* Begin Text provided *
Dennis, I do not believe that you are stupid.

I believe you will be able to understand, after watching the video linked below, that the CMRR of a differential amplifier will only reject the noise signal that is picked up in both wires equally (the only signal that is common mode) and will not reject any of the signal that is not common mode (the music signal).


I believe that if you really think about it you will be able to see that none of the input signal (the music signal) can be common to both wires but instead the music signal is differential between the two wires.

What we (meaning you and I) call music signal starts it's life at the diaphragm of a microphone.

Take a look at the circuit of a u47 microphone. The circuit is single ended. The music signal is the difference between the output of the tube and ground. The signal goes to a parafeed output transformer through C2 to the primary of the output transformer as a single ended signal. There can be nothing common mode up to that point. The other end of the primary is grounded.




The secondary of the output transformer is not connected to ground so the music signal is now the difference between the two ends of the secondary.
* End Text provided *
* Begin Supplied entries *
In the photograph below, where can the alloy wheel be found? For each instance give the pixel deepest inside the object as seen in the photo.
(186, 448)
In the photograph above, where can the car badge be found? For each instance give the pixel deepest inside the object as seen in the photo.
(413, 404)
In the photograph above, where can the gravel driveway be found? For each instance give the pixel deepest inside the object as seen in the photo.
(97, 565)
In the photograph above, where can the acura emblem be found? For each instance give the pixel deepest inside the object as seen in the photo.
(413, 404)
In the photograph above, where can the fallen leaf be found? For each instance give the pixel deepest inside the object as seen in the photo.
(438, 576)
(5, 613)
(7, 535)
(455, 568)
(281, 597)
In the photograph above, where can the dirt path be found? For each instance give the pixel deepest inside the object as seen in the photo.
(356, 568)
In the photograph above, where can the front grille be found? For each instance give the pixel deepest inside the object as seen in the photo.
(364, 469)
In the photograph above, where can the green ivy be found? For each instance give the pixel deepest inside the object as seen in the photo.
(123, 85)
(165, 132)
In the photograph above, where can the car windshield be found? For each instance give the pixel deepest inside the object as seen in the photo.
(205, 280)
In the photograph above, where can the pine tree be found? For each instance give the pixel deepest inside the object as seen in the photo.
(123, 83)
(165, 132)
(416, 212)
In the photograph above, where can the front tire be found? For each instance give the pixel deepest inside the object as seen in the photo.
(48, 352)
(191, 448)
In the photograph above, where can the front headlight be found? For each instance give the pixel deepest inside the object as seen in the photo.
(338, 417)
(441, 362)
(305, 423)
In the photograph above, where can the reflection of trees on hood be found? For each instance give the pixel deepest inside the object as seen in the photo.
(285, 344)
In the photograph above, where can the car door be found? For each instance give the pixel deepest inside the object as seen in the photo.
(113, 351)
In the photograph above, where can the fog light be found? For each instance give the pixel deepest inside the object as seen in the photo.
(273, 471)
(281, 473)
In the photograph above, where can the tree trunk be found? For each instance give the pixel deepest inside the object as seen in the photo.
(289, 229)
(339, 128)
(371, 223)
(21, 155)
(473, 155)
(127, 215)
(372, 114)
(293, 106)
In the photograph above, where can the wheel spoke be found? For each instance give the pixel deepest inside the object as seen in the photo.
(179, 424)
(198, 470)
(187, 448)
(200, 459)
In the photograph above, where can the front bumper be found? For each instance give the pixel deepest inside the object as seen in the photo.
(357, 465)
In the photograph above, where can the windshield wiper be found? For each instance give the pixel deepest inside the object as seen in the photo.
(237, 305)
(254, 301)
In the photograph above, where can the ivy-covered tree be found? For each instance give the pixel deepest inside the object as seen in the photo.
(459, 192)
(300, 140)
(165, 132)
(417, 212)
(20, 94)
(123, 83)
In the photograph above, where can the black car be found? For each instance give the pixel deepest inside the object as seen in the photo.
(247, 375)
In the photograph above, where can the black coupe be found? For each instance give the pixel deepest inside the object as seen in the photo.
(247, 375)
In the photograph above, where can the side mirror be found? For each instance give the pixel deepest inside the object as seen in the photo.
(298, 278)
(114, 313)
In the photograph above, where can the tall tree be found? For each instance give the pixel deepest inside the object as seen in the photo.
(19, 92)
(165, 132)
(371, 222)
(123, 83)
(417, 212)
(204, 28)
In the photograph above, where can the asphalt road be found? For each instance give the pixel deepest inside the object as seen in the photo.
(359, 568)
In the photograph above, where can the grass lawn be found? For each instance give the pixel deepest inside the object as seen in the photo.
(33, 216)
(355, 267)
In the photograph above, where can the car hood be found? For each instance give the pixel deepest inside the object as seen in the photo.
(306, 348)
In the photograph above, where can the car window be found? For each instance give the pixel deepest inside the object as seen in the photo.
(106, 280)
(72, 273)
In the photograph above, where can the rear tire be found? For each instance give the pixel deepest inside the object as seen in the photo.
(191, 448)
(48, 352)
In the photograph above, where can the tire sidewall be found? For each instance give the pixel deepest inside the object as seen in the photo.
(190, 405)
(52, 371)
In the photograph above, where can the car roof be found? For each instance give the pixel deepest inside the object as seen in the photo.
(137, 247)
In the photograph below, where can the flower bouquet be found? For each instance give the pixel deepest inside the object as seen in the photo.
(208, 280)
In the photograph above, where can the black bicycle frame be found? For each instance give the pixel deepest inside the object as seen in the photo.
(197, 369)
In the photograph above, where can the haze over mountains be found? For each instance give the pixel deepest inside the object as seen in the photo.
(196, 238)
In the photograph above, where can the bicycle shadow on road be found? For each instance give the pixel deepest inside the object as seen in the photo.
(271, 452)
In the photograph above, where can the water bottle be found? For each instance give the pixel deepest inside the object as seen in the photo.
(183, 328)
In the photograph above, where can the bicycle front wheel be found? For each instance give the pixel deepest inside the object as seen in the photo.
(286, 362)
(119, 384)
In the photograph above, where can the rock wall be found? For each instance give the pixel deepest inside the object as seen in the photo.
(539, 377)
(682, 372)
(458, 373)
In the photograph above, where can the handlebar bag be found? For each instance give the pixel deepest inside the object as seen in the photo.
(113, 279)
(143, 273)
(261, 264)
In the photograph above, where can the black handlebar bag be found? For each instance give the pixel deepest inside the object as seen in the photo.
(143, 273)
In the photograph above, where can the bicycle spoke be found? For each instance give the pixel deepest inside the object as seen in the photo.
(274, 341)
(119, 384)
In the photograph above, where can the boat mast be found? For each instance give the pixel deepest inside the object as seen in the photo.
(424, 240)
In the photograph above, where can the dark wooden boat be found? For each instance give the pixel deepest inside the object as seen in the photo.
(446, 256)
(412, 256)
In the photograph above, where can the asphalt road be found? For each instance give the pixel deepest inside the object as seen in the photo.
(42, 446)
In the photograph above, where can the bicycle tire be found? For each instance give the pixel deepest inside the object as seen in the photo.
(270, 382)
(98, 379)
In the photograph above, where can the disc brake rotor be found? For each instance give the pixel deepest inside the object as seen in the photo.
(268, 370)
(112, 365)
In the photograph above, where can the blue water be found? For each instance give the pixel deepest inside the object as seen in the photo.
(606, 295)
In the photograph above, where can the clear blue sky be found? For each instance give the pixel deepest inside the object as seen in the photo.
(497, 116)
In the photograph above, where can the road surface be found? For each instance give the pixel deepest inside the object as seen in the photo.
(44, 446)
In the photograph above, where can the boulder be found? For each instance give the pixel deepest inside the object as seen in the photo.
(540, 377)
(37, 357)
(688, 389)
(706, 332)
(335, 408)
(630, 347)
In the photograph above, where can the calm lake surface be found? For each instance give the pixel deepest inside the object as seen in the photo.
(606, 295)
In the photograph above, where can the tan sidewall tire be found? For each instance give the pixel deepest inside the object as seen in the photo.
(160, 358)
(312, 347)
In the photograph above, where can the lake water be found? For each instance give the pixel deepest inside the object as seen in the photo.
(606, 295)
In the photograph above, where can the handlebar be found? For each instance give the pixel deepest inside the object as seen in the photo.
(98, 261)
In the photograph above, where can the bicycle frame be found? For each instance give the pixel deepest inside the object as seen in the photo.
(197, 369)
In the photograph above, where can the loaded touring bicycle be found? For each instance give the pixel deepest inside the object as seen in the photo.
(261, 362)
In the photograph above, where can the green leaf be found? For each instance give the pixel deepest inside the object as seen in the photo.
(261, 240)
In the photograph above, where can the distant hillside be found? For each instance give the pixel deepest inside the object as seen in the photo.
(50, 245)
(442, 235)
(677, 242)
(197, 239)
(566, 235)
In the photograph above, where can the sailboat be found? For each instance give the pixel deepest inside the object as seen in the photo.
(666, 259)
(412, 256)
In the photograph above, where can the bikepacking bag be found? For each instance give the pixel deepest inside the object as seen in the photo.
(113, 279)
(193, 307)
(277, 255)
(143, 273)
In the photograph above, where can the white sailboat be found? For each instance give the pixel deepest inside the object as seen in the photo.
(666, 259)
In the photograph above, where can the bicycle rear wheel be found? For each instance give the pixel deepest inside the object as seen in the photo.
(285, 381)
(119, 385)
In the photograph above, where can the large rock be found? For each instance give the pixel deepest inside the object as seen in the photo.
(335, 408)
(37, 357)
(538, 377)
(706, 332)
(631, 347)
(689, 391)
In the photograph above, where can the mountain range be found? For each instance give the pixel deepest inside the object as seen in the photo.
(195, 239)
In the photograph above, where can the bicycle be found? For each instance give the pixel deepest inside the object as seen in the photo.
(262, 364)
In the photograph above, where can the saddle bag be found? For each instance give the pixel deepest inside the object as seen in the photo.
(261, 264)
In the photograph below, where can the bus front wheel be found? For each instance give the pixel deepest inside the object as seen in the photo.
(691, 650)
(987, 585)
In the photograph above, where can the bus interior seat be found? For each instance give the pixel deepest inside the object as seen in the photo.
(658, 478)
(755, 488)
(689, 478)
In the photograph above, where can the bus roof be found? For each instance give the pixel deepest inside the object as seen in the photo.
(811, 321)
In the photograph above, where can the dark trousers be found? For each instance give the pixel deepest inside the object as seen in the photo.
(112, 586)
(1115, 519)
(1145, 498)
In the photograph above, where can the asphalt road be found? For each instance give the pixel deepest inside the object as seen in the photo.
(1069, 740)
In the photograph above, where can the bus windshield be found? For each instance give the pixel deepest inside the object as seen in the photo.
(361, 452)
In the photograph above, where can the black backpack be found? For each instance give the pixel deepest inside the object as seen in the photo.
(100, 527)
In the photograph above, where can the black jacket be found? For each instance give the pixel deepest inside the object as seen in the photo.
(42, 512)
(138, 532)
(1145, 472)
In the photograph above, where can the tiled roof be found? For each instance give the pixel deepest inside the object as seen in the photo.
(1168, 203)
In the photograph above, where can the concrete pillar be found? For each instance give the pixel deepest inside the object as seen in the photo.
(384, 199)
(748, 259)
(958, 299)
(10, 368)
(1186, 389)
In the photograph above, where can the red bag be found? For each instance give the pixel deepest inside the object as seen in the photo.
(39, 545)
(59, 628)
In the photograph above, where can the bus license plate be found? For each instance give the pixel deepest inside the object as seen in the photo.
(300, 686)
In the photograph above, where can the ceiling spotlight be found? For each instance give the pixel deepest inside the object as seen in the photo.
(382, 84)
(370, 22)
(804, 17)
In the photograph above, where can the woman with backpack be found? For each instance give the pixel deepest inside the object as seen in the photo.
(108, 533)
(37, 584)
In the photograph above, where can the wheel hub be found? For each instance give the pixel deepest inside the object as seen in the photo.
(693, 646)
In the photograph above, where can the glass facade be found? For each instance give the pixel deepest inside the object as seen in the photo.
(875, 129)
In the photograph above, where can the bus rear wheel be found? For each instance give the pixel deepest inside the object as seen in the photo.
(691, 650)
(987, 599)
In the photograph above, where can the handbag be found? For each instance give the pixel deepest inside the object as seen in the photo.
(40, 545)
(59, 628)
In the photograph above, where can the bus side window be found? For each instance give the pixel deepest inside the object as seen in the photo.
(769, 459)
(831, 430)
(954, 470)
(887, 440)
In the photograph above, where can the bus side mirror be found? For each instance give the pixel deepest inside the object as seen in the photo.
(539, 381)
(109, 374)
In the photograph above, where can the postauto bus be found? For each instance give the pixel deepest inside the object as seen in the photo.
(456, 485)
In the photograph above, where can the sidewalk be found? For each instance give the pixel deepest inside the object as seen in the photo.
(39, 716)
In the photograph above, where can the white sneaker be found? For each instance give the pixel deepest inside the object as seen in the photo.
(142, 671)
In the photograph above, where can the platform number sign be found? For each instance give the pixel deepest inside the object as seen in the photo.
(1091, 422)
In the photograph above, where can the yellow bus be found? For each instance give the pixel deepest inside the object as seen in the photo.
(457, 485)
* End Supplied entries *
• Exercise directions:
In the post about differential amplifiers, write out the passage between "Take a look" and "of the secondary.", inclusive, substituting "audio signal" for every occurrence of "music signal".

• Task result:
Take a look at the circuit of a u47 microphone. The circuit is single ended. The audio signal is the difference between the output of the tube and ground. The signal goes to a parafeed output transformer through C2 to the primary of the output transformer as a single ended signal. There can be nothing common mode up to that point. The other end of the primary is grounded.




The secondary of the output transformer is not connected to ground so the audio signal is now the difference between the two ends of the secondary.